**Task input:**
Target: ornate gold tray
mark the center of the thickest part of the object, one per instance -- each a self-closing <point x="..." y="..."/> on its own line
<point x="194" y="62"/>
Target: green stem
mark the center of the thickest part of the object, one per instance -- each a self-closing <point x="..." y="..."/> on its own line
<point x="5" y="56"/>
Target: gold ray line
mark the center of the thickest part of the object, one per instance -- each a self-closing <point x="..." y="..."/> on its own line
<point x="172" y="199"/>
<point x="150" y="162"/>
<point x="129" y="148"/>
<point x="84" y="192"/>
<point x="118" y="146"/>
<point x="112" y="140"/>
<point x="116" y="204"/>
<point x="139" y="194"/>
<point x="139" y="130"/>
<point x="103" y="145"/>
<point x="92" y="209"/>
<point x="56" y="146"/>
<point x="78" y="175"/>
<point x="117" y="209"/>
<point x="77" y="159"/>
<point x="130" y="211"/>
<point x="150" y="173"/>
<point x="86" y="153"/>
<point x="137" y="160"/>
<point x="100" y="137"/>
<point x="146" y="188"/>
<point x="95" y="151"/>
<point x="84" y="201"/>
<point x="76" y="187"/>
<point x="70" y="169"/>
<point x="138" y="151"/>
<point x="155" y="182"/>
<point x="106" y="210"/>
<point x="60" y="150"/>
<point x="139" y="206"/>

**Task prompt:** Every line of the records that includes the word "Target" should be gathered.

**Solution to the exercise:**
Target: ornate gold tray
Target: green stem
Target: gold ray line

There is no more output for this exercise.